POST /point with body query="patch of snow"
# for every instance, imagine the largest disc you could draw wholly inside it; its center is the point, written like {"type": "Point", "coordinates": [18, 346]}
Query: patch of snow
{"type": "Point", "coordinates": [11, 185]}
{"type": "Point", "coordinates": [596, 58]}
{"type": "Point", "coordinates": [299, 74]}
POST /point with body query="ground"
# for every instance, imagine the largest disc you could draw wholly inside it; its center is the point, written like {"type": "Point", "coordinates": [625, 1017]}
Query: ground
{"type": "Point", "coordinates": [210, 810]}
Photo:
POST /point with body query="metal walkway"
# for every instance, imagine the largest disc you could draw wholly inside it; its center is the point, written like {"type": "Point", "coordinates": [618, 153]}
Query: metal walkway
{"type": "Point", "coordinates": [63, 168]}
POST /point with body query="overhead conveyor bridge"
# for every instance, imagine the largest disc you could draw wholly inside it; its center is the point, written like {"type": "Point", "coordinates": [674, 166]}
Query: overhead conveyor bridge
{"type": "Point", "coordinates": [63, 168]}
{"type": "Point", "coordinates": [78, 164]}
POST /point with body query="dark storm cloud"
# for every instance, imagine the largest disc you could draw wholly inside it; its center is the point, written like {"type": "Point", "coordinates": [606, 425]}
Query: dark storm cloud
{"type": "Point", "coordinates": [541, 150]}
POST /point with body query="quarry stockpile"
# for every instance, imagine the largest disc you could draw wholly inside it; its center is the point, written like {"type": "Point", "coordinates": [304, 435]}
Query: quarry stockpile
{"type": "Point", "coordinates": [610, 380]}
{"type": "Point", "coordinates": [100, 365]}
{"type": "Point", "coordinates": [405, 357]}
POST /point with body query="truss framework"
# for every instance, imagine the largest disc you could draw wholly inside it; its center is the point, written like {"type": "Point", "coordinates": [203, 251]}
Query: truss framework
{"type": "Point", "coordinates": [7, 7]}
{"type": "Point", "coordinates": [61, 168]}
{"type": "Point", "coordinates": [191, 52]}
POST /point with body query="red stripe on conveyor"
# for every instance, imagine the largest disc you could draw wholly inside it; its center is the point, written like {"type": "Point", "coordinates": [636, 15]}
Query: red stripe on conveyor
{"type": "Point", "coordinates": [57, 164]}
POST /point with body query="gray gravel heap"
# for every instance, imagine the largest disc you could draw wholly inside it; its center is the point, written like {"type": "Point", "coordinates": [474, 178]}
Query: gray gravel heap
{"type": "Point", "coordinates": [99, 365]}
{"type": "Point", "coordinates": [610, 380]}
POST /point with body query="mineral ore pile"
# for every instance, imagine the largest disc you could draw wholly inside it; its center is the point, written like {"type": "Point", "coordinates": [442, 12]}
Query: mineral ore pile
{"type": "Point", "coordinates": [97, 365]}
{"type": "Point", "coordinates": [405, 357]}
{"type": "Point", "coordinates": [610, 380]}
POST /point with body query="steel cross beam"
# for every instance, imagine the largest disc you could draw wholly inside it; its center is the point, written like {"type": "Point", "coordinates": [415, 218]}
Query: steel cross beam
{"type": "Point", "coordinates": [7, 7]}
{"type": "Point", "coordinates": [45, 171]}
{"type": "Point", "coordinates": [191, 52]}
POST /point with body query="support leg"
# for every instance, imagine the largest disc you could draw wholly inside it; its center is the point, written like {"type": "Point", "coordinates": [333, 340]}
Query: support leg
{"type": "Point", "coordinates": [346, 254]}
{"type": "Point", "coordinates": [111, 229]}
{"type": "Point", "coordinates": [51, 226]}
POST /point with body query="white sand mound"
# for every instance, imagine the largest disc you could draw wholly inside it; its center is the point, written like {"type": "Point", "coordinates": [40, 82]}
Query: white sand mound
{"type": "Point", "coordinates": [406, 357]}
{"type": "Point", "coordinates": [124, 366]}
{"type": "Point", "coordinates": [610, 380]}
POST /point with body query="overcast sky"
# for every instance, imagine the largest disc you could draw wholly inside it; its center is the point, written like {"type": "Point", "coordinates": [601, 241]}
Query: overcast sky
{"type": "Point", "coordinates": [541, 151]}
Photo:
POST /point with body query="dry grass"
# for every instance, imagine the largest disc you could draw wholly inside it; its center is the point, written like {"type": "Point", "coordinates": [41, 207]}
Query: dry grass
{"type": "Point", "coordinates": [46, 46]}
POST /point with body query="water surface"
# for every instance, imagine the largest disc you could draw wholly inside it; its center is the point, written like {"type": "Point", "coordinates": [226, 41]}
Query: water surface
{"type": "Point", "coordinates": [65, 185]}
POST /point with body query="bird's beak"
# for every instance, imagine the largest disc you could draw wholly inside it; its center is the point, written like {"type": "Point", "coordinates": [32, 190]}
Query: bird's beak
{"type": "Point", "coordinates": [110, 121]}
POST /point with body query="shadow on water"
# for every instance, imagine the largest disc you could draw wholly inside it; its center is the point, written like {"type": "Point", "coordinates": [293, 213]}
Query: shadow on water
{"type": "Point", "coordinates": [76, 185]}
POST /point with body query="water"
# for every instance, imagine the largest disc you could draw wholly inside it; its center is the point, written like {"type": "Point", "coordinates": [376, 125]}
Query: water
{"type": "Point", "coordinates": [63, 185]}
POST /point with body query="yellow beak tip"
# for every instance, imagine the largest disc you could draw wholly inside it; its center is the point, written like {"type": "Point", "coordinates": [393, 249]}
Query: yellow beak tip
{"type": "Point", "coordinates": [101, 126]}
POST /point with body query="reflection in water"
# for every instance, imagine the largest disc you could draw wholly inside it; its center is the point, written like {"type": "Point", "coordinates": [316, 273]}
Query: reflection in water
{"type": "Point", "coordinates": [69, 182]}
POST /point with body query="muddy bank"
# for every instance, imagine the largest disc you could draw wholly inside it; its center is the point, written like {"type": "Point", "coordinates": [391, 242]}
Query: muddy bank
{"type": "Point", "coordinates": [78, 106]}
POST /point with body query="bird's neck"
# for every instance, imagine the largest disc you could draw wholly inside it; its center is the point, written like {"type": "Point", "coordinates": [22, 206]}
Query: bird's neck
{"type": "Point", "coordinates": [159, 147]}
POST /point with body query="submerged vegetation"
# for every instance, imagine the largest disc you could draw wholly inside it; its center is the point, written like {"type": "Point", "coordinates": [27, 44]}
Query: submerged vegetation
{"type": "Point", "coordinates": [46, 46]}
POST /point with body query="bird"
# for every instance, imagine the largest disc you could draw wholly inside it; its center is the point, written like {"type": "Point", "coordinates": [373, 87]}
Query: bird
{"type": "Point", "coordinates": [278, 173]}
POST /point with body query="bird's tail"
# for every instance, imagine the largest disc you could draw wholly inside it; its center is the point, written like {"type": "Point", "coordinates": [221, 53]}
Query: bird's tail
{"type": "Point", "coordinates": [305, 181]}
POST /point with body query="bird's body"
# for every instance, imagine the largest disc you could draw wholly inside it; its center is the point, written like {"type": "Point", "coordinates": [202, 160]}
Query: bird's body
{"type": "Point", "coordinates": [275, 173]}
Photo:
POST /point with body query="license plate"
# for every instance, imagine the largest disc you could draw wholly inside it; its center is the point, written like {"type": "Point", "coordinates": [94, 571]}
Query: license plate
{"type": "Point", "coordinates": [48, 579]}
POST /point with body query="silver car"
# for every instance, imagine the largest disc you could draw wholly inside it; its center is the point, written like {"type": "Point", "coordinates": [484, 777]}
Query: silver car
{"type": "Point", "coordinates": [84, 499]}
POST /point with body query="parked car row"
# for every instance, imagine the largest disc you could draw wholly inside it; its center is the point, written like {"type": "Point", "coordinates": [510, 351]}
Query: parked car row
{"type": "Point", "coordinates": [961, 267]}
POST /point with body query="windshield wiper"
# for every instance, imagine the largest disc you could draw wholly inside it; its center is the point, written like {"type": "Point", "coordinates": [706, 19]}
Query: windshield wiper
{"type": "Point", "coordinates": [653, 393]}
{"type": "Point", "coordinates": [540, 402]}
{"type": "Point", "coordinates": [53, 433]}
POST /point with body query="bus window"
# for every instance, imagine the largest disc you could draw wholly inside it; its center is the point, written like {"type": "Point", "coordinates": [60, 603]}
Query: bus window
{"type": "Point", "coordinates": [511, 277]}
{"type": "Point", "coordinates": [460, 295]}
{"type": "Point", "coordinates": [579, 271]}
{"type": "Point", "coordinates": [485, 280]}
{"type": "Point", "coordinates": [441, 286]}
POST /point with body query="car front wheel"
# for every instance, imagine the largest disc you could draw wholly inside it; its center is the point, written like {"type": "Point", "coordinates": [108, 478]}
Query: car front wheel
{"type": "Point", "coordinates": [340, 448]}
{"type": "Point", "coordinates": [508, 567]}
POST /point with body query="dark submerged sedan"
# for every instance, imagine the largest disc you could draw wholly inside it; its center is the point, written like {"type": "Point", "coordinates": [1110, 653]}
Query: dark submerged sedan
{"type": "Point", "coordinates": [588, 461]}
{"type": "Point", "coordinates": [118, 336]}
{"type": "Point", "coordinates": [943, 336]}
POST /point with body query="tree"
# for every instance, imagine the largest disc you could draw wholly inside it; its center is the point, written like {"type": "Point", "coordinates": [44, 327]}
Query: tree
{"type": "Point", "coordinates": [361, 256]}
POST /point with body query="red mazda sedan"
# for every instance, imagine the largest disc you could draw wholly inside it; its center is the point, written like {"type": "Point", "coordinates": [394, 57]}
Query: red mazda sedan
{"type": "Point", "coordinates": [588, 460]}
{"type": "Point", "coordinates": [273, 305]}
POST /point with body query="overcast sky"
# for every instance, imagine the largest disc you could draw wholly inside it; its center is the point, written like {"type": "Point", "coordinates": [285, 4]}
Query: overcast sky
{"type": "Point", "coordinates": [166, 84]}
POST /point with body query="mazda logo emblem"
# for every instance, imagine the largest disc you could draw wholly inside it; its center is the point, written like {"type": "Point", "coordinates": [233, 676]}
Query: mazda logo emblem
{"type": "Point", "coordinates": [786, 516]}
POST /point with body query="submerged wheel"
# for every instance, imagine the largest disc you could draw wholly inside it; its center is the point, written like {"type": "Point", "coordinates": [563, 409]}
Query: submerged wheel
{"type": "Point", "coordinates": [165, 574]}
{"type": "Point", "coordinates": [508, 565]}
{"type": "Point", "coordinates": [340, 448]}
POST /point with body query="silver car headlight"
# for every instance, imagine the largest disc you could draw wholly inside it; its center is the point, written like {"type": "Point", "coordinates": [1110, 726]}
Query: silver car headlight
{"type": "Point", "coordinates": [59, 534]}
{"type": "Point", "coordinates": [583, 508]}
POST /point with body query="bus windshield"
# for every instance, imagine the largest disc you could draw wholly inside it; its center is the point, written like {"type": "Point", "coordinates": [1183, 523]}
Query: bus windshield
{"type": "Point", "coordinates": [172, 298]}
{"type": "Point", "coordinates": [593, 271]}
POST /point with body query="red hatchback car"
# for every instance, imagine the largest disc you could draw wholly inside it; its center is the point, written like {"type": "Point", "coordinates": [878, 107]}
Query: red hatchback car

* Challenge *
Show each line of the listing above that contains the word "emblem". Treat uppercase and lowercase letters as different.

* Solution to this problem *
POST /point with body query="mazda logo emblem"
Query: mazda logo emblem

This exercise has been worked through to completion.